### WRITTEN PROBLEM
Lay out as a numbered list the rows between the one containing "Localize glass pane." and the one containing "[156, 266, 405, 617]", inclusive, and skip any blank lines.

### AVAILABLE DATA

━━━

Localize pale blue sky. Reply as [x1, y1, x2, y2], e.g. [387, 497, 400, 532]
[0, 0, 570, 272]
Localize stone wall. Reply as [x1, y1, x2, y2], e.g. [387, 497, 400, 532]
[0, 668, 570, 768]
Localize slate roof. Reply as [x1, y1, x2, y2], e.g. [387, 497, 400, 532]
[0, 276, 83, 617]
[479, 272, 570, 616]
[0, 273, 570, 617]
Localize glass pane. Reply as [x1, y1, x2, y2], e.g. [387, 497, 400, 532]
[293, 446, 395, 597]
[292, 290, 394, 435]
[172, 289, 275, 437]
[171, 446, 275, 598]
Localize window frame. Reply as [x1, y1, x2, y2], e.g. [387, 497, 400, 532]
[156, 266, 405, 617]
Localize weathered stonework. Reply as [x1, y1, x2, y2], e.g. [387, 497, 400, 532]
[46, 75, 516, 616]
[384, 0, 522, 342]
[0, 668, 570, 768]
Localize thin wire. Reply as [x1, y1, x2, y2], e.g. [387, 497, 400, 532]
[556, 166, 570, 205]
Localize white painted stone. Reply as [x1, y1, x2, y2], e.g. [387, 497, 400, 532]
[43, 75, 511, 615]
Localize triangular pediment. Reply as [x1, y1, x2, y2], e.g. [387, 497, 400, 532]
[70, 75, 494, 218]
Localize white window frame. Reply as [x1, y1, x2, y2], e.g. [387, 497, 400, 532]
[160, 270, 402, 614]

━━━

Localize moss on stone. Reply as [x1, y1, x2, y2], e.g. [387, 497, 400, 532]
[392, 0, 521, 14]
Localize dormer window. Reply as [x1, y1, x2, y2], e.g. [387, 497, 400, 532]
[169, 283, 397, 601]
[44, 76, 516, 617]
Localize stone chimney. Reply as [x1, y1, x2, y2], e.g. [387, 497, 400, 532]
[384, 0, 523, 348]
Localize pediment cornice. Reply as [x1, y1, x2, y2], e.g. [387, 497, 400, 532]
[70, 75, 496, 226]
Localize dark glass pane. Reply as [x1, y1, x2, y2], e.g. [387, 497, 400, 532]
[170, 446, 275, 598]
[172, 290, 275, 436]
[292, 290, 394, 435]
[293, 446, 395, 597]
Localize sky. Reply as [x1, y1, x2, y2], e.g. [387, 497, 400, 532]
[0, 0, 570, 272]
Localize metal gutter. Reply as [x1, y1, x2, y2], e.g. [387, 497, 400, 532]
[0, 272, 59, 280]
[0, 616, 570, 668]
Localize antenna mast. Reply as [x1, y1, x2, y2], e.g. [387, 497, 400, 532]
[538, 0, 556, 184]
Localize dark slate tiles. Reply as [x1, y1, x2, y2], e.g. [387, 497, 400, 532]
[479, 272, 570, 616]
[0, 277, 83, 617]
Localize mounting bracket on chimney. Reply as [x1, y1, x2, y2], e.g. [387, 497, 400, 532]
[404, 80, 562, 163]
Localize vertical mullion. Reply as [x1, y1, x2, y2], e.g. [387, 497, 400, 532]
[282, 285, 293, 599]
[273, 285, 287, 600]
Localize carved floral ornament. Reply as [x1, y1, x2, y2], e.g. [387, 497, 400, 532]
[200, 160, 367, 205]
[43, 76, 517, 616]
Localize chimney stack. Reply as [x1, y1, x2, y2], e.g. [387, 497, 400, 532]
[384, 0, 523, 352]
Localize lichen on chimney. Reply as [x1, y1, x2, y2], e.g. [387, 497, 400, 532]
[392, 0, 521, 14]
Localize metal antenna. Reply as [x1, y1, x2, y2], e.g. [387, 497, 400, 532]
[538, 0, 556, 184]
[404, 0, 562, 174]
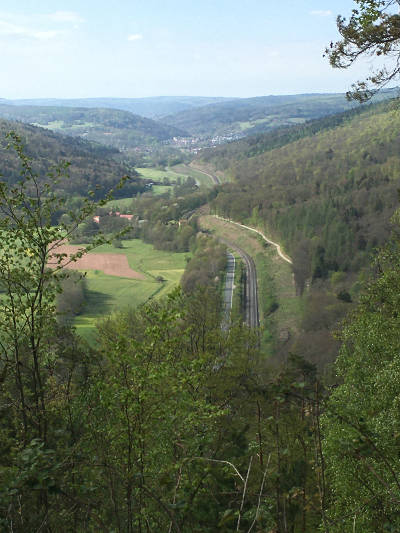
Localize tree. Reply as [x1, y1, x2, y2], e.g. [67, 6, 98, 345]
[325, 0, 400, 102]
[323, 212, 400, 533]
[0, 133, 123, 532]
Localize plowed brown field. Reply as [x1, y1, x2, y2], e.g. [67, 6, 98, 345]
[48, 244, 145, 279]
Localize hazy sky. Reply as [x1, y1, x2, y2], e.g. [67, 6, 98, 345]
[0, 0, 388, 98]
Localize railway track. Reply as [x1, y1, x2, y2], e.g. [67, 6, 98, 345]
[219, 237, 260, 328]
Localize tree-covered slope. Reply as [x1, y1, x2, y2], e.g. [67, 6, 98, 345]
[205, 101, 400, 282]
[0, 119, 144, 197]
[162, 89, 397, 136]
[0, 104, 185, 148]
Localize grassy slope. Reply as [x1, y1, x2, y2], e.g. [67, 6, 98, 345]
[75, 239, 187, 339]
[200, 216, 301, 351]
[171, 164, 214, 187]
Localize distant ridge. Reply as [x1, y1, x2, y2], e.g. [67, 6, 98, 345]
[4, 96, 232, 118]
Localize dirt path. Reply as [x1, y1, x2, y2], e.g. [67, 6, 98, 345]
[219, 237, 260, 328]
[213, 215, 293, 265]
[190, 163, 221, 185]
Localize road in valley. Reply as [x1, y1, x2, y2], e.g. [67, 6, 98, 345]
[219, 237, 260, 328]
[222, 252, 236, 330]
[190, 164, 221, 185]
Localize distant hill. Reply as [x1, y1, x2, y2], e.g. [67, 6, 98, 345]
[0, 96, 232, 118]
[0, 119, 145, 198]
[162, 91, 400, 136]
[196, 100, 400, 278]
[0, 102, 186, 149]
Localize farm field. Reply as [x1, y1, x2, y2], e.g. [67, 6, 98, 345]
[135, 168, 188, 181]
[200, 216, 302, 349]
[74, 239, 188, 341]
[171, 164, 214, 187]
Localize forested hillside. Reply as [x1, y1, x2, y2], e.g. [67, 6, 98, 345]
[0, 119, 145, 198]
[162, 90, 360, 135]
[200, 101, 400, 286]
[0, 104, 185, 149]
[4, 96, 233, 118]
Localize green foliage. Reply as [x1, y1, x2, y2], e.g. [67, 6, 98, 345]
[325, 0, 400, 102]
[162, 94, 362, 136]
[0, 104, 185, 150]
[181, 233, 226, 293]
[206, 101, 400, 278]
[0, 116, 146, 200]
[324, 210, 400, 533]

━━━

### OUTPUT OF THE EXERCISE
1. Localize glass pane. Reply as [x1, y1, x2, y2], e.g. [387, 497, 400, 532]
2. [293, 446, 395, 597]
3. [292, 290, 394, 435]
4. [172, 289, 275, 437]
5. [171, 446, 275, 598]
6. Localize window frame. Reply as [x1, y1, x2, y2], e.g. [387, 497, 400, 532]
7. [156, 266, 405, 617]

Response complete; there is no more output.